## [WHAT IS NEEDED]
All of the lines below should be output exactly as shown.

## [STORED DATA]
:::
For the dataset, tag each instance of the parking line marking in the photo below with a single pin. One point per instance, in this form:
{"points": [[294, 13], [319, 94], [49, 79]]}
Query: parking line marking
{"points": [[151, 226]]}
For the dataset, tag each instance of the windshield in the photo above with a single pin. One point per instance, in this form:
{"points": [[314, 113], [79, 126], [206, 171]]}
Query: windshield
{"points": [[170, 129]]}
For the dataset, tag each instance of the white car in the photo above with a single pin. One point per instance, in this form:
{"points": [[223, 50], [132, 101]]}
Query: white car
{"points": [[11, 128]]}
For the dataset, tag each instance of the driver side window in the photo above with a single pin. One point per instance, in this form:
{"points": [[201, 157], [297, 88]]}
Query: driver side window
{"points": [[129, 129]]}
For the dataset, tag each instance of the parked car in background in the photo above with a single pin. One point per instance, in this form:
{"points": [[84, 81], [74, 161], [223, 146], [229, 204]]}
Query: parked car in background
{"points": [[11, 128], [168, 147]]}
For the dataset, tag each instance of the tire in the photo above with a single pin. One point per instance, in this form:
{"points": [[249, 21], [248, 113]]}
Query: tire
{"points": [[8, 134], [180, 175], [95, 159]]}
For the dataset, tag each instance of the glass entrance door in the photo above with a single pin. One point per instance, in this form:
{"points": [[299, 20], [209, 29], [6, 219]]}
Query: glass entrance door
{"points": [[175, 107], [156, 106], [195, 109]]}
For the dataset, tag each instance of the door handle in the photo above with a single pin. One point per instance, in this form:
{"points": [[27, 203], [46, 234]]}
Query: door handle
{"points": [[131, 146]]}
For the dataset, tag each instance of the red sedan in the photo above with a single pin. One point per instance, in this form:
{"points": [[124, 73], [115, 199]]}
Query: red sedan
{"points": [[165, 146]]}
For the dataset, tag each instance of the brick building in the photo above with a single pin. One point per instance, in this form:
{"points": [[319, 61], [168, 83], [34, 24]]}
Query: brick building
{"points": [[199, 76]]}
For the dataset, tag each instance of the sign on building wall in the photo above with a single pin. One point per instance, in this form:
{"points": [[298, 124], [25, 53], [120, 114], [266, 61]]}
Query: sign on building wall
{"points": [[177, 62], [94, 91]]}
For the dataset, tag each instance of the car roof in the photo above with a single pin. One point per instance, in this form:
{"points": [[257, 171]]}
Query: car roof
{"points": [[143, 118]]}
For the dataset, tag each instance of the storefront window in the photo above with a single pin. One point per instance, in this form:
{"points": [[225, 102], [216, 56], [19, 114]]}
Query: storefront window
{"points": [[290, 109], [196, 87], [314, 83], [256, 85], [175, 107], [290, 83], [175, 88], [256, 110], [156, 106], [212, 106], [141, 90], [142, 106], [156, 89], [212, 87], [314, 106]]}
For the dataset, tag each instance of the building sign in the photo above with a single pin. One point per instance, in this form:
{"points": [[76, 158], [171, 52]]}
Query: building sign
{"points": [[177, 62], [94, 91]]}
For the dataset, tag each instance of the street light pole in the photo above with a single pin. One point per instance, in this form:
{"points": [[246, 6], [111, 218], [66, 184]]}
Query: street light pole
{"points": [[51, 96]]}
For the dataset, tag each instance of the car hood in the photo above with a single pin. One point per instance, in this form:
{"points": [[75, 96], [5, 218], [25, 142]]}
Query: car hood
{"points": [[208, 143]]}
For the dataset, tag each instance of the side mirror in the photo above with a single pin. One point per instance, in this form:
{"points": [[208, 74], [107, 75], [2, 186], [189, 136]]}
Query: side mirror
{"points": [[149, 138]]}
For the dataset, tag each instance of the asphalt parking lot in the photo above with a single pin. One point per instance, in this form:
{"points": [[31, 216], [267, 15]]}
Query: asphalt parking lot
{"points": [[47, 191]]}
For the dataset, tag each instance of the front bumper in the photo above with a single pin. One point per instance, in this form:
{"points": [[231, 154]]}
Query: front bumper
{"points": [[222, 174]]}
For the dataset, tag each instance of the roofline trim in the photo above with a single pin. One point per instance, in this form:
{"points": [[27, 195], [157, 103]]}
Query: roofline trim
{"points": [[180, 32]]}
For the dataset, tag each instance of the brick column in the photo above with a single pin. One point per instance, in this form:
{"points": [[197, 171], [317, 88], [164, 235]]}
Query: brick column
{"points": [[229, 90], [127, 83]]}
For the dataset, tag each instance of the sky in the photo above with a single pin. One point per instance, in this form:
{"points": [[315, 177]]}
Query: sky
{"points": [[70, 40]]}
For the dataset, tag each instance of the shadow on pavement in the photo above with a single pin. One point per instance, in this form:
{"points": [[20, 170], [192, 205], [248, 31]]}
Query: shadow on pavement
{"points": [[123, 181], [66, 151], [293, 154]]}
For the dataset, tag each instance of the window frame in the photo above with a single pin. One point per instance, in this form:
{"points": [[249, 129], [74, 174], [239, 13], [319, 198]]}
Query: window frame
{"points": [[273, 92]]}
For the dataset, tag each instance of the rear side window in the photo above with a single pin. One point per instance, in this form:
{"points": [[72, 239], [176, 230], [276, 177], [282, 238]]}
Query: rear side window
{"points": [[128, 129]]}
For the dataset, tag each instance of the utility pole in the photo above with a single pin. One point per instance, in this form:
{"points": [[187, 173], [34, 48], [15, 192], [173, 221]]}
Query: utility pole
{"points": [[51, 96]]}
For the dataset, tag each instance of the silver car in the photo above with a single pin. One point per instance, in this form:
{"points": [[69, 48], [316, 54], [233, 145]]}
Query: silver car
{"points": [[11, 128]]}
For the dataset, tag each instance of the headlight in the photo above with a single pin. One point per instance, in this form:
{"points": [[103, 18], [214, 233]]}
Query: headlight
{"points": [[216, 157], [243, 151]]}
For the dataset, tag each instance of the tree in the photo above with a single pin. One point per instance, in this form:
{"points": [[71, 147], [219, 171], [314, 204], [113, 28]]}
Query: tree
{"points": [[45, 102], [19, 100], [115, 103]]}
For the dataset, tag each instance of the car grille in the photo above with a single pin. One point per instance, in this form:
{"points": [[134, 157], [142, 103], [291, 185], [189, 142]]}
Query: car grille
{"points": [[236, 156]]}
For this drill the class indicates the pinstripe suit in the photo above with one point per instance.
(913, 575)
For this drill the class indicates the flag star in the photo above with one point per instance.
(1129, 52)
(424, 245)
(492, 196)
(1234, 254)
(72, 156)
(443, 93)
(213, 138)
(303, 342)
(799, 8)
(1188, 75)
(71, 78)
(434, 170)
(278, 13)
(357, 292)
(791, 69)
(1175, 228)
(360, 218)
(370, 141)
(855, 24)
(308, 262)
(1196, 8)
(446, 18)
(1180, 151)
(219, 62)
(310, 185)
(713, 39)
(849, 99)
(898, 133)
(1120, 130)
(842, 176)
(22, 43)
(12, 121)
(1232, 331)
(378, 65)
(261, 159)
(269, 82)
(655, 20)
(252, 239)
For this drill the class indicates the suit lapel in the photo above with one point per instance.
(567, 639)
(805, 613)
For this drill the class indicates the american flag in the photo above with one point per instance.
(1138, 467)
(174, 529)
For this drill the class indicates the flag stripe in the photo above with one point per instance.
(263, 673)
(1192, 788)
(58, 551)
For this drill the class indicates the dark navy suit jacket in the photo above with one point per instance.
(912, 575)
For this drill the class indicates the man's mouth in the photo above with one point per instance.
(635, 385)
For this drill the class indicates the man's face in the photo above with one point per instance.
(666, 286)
:::
## [EXERCISE OUTPUT]
For the dataset, tag each instance of the parking line marking in the photo below with a single pin. One point per instance, in this form:
{"points": [[294, 13], [319, 94], [49, 79]]}
Query: parking line marking
{"points": [[151, 226]]}
For the dataset, tag each instance of the windshield in the photo above with a single pin. One point per instance, in this form:
{"points": [[314, 113], [79, 126], [206, 171]]}
Query: windshield
{"points": [[170, 129]]}
For the dataset, tag each instance of the white car in the photo above with a single pin. One point per instance, in this form:
{"points": [[223, 50], [132, 101]]}
Query: white car
{"points": [[11, 128]]}
For the dataset, tag each instance of the driver side window in the photo above with a single pin. One point per instance, in this form:
{"points": [[201, 157], [297, 88]]}
Query: driver side window
{"points": [[129, 129]]}
For the dataset, tag each instance of the parked car in background in the photo above with a single pin. One point per instance, in this form:
{"points": [[84, 81], [74, 161], [223, 146], [229, 204]]}
Query: parked car in background
{"points": [[11, 128], [168, 147]]}
For the dataset, tag each instance of the tire in the photo above with a single pin. One point per instance, in this form:
{"points": [[249, 21], [248, 113]]}
Query: tire
{"points": [[8, 134], [180, 175], [95, 159]]}
For the dataset, tag each instance of the glass entrance door in the photo above with a single pin. One point per instance, in this form:
{"points": [[299, 20], [209, 29], [6, 219]]}
Query: glass entrance door
{"points": [[175, 107], [156, 106], [195, 109]]}
For the dataset, tag each instance of the door handle in the photo above with a single pin. One point per instance, in this form:
{"points": [[27, 203], [46, 234]]}
Query: door handle
{"points": [[131, 146]]}
For the dataset, tag each instance of the red sedan in the photo above with a single pin. One point per instance, in this form:
{"points": [[124, 73], [115, 199]]}
Query: red sedan
{"points": [[165, 146]]}
For the dataset, tag each instance of the brick building in the photo above with a single pin. One point per instance, in this form:
{"points": [[319, 61], [168, 83], [34, 24]]}
Query: brick building
{"points": [[199, 76]]}
For the dataset, tag each instance of the sign on building wall in the photo above with a single pin. One point per instance, in this form:
{"points": [[298, 124], [25, 53], [120, 114], [266, 61]]}
Query: sign on building wall
{"points": [[177, 62], [94, 91]]}
For the dataset, tag each instance of the car roof in the photo above with a single pin. One point per instance, in this form:
{"points": [[257, 171]]}
Query: car roof
{"points": [[143, 118]]}
For the dataset, tag each instance of the storefront window in the photo above with a single pin. One point per instance, in this form:
{"points": [[225, 102], [216, 56], [19, 114]]}
Query: storefront window
{"points": [[290, 109], [196, 87], [314, 83], [256, 85], [175, 107], [290, 83], [175, 88], [256, 110], [156, 106], [212, 106], [141, 90], [142, 106], [156, 89], [212, 87], [314, 106]]}
For the dataset, tag each instance of the building sign in the photo above with a single pin. One point per instance, in this form:
{"points": [[76, 158], [171, 52]]}
Query: building sign
{"points": [[177, 62], [94, 91]]}
For the dataset, tag each instance of the street light pole in the photo above with a single pin. One point per instance, in this form:
{"points": [[246, 6], [111, 218], [66, 184]]}
Query: street light pole
{"points": [[51, 96]]}
For the dataset, tag each instance of the car hood in the photo above with a single pin. One point per instance, in this form:
{"points": [[75, 96], [5, 218], [25, 142]]}
Query: car hood
{"points": [[208, 143]]}
For the dataset, tag each instance of the side mirror in the photo above with a single pin. One point per instance, in this form:
{"points": [[208, 74], [107, 75], [2, 186], [189, 136]]}
Query: side mirror
{"points": [[149, 138]]}
For the dataset, tag each instance of the asphalt parking lot in the photo above with a single pin. One point per instance, in this form:
{"points": [[31, 216], [267, 15]]}
Query: asphalt parking lot
{"points": [[47, 191]]}
For the dataset, tag each instance of the front bumper in the photo above with a single pin. One point per instance, in this form:
{"points": [[231, 154]]}
Query: front bumper
{"points": [[222, 174]]}
For the dataset, tag each instance of the roofline trim in the photo above with a single pin. One point per instance, in this form:
{"points": [[27, 195], [157, 103]]}
Query: roofline trim
{"points": [[180, 32]]}
For the dataset, tag each instance of the brick column in the photo above with a single pin. One point per instance, in this form:
{"points": [[197, 171], [317, 88], [164, 235]]}
Query: brick column
{"points": [[229, 90], [127, 83]]}
For the dataset, tag each instance of the sky in the photo above with a single pin. One point per instance, in this form:
{"points": [[315, 177]]}
Query: sky
{"points": [[70, 40]]}
For the dataset, tag each instance of the shadow on pavement in the photo above with a single pin. One point per instance, in this form:
{"points": [[20, 170], [192, 205], [248, 31]]}
Query: shadow on pavement
{"points": [[123, 181], [66, 151], [293, 154]]}
For the dataset, tag each instance of the window frame in the photo above with a single pin. One point per instance, in this form:
{"points": [[249, 129], [74, 174], [239, 13], [319, 198]]}
Query: window frame
{"points": [[273, 92]]}
For the dataset, tag each instance of the rear side window in the photo above with a single pin. One point per instance, in this form:
{"points": [[72, 239], [176, 230], [276, 177], [282, 238]]}
Query: rear side window
{"points": [[128, 129]]}
For the dataset, tag each instance of the utility pole in the photo above with a single pin. One point per instance, in this form:
{"points": [[187, 173], [34, 48], [15, 192], [173, 221]]}
Query: utility pole
{"points": [[51, 96]]}
For the dataset, tag each instance of the silver car in the photo above with a single pin. One point per instance, in this form:
{"points": [[69, 48], [316, 54], [233, 145]]}
Query: silver car
{"points": [[11, 128]]}
For the dataset, tag each instance of the headlight in the photo above with a single pin. One point per instance, in this form:
{"points": [[103, 18], [214, 233]]}
Query: headlight
{"points": [[216, 157], [243, 151]]}
For the dataset, tag each instance of the tree in the photo above with a single pin. One point per instance, in this form:
{"points": [[71, 147], [219, 171], [314, 204], [113, 28]]}
Query: tree
{"points": [[45, 102], [19, 100], [115, 103]]}
For the dataset, tag each instance of the car grille in the photo above with a single pin. One point per instance, in this form:
{"points": [[134, 157], [142, 103], [291, 185], [189, 142]]}
Query: car grille
{"points": [[236, 156]]}
For this drill the class indicates the pinstripe suit in the photo above with one point per instance.
(913, 575)
For this drill the class indicates the flag star in the photo above with one point per instance.
(1129, 52)
(424, 245)
(492, 196)
(1234, 254)
(72, 156)
(443, 93)
(213, 138)
(303, 342)
(799, 8)
(1188, 75)
(71, 78)
(434, 170)
(278, 13)
(357, 292)
(791, 69)
(1175, 228)
(360, 218)
(370, 141)
(855, 24)
(308, 262)
(1196, 8)
(446, 18)
(1180, 151)
(219, 62)
(310, 185)
(713, 39)
(849, 99)
(898, 133)
(1120, 130)
(842, 176)
(22, 43)
(12, 121)
(1232, 331)
(378, 65)
(261, 159)
(269, 82)
(655, 20)
(252, 239)
For this drill the class indicates the suit lapel in the photo above with one point per instance.
(567, 639)
(805, 613)
For this drill the class indicates the american flag in the photo above with one point per instance.
(1138, 467)
(174, 529)
For this drill the class indicates the flag stripe in the photo above with one point per instance.
(263, 673)
(1192, 788)
(58, 551)
For this drill the class indicates the dark navy suit jacket in the photo above with one point per instance.
(912, 575)
For this drill the class indicates the man's mouth in the photo above with one point per instance.
(635, 385)
For this drill the class indicates the man's face in the photo above with one point per instance.
(666, 286)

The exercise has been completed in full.